TESTO FORNITO:

Dal 2013 [...] si rilancia l'idea della Sacra Famiglia come una famiglia di migranti. Con un evidente sottinteso politico. [...]
Ad Acquaviva delle fonti, in provincia di Bari, hanno realizzato un presepio (vedi foto) dove Giuseppe e Maria sono due migranti che stanno affogando in un mare di bottiglie e Gesù bambino (di colore) sta dentro un salvagente.
Ma è fondata questa idea del "Cristo Migrante"? La risposta è semplice: no. Il Vangelo racconta una storia del tutto diversa.

LA VERA STORIA
Intanto va detto che il popolo d'Israele, duemila anni fa, soffriva la dominazione romana ed era così forte l'anelito alla libertà e all'indipendenza che immaginava il Messia come liberatore politico del suo popolo dall'oppressione dello straniero.
I Romani imposero un censimento dei loro sudditi. Così anche Giuseppe e Maria partono da Nazaret (dove abitava Maria e dove, probabilmente, viveva anche Giuseppe) verso Betlemme, non come migranti verso una terra straniera, ma, come tutti gli ebrei del tempo, per espletare le pratiche del censimento.

VOCI FORNITE:
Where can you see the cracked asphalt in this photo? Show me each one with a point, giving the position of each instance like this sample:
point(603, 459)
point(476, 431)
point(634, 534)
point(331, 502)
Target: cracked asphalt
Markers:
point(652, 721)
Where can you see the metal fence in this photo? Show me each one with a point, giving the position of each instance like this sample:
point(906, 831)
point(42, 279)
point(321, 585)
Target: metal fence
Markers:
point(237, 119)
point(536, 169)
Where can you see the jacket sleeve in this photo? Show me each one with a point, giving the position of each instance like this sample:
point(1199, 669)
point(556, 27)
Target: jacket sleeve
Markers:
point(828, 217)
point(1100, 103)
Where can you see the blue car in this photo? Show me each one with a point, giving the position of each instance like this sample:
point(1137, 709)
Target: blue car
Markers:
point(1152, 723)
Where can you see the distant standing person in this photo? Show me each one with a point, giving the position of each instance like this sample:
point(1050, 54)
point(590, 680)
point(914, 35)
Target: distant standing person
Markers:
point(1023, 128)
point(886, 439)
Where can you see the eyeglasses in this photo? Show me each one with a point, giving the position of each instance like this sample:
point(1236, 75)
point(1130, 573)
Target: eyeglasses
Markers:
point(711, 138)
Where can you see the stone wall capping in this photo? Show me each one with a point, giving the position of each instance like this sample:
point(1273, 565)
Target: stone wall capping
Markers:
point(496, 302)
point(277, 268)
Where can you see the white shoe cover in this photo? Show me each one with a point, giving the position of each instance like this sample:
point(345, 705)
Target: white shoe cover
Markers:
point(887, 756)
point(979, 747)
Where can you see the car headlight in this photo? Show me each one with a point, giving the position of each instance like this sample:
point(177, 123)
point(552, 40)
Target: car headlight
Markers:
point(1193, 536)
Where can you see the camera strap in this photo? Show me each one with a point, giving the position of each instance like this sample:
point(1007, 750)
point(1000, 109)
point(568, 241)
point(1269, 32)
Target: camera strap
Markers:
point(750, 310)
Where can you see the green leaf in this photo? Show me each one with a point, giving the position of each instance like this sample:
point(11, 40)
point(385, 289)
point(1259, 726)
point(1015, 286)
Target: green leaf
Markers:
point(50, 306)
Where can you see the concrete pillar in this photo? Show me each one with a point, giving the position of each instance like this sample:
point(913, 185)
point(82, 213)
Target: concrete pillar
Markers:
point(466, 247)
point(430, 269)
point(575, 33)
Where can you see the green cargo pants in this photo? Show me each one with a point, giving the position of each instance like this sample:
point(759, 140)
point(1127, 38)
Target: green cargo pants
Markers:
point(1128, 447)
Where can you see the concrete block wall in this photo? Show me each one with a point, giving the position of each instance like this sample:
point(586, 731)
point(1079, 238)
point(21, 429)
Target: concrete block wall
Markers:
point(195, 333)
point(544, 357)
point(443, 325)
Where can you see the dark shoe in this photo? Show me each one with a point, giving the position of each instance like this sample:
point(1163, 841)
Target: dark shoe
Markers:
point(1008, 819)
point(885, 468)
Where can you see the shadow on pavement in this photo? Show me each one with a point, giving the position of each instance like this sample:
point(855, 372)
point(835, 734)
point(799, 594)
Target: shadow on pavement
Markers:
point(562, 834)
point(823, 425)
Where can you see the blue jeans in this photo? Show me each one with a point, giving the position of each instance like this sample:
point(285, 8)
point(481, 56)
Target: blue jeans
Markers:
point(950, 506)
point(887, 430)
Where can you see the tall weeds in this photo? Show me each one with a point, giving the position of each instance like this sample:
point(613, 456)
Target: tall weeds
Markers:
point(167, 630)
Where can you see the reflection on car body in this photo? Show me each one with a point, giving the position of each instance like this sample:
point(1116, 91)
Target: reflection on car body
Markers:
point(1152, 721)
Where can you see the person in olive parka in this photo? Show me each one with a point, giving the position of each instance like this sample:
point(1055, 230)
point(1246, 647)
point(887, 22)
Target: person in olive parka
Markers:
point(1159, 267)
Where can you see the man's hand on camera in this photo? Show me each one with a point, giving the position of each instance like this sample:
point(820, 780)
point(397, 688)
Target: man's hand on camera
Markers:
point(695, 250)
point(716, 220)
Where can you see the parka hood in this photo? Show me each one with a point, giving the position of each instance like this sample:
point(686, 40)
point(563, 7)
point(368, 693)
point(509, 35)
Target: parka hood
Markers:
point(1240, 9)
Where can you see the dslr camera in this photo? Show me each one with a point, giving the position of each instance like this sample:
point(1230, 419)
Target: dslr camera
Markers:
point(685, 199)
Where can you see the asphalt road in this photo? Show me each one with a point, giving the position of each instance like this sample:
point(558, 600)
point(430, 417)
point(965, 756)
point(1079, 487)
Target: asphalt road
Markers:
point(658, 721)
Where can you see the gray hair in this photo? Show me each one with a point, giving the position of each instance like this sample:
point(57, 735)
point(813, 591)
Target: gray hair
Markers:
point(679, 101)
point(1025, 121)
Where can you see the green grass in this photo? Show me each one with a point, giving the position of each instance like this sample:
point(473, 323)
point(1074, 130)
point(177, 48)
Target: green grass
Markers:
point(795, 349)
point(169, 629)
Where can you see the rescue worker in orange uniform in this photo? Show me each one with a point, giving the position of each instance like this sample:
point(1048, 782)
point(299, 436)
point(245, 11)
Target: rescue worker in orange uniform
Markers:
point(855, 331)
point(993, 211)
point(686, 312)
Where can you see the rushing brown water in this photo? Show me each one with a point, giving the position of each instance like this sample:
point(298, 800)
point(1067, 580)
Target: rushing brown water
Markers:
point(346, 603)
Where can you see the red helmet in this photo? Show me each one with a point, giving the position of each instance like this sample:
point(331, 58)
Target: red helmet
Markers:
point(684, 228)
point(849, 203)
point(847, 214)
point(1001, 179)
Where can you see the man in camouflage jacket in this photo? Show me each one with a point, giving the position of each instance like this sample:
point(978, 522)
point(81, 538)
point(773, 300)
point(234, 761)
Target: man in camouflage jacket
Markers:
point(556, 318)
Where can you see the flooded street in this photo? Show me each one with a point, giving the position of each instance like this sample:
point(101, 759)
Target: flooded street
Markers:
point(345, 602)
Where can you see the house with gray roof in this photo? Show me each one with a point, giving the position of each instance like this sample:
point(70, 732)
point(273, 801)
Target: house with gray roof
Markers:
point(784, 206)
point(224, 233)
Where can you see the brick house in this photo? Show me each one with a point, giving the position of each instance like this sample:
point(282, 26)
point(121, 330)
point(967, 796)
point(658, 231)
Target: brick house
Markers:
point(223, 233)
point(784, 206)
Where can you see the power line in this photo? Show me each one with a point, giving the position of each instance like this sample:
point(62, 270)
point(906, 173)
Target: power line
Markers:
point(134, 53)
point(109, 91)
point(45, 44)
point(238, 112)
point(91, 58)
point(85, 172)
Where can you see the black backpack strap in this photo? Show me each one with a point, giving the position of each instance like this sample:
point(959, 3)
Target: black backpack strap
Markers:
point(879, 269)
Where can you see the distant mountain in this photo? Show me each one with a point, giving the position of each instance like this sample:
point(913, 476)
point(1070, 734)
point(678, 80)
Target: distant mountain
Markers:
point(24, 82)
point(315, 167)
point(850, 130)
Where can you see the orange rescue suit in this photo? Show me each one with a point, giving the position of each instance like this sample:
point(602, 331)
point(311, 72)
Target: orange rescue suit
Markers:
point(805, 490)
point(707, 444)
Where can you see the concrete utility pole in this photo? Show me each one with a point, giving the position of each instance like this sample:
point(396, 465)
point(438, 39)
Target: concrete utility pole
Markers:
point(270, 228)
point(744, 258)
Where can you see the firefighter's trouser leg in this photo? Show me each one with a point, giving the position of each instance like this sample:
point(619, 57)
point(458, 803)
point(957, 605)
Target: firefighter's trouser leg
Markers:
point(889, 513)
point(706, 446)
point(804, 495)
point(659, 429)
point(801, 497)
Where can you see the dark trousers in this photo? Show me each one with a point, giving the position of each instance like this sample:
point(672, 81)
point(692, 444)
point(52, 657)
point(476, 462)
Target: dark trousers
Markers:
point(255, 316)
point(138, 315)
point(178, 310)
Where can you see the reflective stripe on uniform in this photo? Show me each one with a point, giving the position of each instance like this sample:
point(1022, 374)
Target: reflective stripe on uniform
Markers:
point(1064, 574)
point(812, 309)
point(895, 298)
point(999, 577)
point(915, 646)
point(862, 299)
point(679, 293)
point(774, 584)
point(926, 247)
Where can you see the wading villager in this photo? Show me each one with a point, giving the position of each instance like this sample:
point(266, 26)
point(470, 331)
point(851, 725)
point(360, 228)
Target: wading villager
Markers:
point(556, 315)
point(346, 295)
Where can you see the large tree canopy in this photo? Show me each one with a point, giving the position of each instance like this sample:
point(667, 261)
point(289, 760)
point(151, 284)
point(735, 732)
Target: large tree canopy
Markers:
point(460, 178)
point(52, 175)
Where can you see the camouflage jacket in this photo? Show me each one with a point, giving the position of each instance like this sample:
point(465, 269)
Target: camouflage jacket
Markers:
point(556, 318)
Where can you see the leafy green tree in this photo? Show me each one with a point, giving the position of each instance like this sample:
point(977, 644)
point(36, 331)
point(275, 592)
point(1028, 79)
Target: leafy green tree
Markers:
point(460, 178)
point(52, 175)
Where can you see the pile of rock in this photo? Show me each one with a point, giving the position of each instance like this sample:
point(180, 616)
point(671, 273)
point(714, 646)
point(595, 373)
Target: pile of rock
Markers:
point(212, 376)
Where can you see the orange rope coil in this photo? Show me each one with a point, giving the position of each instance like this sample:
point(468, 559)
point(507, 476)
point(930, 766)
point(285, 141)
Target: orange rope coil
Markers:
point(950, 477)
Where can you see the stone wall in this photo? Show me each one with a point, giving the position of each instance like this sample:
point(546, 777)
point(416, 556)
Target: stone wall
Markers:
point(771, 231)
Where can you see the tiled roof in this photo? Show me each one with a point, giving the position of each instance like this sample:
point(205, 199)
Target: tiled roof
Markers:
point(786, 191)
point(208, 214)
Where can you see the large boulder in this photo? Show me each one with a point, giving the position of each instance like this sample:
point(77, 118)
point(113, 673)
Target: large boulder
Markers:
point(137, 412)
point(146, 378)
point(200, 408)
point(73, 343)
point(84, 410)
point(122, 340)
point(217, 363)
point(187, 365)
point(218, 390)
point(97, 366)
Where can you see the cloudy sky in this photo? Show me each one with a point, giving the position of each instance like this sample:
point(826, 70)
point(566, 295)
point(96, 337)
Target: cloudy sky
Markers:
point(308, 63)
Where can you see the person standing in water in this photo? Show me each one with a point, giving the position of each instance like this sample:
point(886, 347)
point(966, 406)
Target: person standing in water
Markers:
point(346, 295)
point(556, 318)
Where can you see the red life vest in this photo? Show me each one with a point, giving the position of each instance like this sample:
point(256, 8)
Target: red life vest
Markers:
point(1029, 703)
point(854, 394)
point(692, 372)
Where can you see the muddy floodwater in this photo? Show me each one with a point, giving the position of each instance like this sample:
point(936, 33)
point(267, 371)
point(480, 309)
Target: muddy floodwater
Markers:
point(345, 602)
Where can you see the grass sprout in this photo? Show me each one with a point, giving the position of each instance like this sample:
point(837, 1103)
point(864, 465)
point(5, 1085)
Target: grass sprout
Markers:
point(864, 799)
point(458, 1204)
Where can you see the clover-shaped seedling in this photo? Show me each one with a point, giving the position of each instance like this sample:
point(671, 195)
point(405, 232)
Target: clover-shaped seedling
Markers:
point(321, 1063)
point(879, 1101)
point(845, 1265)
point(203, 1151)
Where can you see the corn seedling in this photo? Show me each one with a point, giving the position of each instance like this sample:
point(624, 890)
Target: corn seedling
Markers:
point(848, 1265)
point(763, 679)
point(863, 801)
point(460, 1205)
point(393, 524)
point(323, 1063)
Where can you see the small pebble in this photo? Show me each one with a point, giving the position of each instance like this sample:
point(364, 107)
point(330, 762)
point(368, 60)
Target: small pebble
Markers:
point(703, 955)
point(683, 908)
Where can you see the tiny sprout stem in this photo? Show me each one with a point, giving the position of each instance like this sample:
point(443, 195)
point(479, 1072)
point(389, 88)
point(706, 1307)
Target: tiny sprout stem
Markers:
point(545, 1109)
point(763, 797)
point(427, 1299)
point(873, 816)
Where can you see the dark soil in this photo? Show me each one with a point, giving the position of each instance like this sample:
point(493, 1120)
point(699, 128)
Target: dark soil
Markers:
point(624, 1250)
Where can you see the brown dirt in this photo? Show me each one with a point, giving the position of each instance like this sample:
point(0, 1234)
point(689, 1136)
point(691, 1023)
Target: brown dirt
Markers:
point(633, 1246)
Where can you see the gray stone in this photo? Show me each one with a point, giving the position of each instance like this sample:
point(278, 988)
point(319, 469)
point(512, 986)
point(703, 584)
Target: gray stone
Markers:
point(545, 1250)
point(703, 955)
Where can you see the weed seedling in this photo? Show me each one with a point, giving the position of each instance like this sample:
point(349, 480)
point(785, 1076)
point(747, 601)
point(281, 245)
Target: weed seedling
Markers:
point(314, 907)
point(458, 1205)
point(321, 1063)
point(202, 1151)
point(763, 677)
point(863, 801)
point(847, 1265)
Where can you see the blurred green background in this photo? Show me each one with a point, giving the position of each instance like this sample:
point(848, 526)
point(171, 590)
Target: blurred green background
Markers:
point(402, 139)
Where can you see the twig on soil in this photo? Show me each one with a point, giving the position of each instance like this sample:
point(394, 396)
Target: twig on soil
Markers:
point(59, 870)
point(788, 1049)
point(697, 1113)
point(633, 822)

CONSEGNE:
a) Copia dal testo fornito il passo che comincia con "I Romani imposero" e finisce con "pratiche del censimento.".
b) Trascrivi senza alcuna modifica le righe delle voci, a partire da quella che contiene "Where can you see the tall" e fino a quella che contiene "point(1159, 267)", entrambe incluse.
Il testo fornito e le voci non hanno alcun legame tra loro.

SOLUZIONI:
a)
I Romani imposero un censimento dei loro sudditi. Così anche Giuseppe e Maria partono da Nazaret (dove abitava Maria e dove, probabilmente, viveva anche Giuseppe) verso Betlemme, non come migranti verso una terra straniera, ma, come tutti gli ebrei del tempo, per espletare le pratiche del censimento.

b)
Where can you see the tall weeds in this photo? Show me each one with a point, giving the position of each instance like this sample:
point(613, 456)
Target: tall weeds
Markers:
point(167, 630)
Where can you see the reflection on car body in this photo? Show me each one with a point, giving the position of each instance like this sample:
point(1116, 91)
Target: reflection on car body
Markers:
point(1152, 721)
Where can you see the person in olive parka in this photo? Show me each one with a point, giving the position of each instance like this sample:
point(1055, 230)
point(1246, 647)
point(887, 22)
Target: person in olive parka
Markers:
point(1159, 267)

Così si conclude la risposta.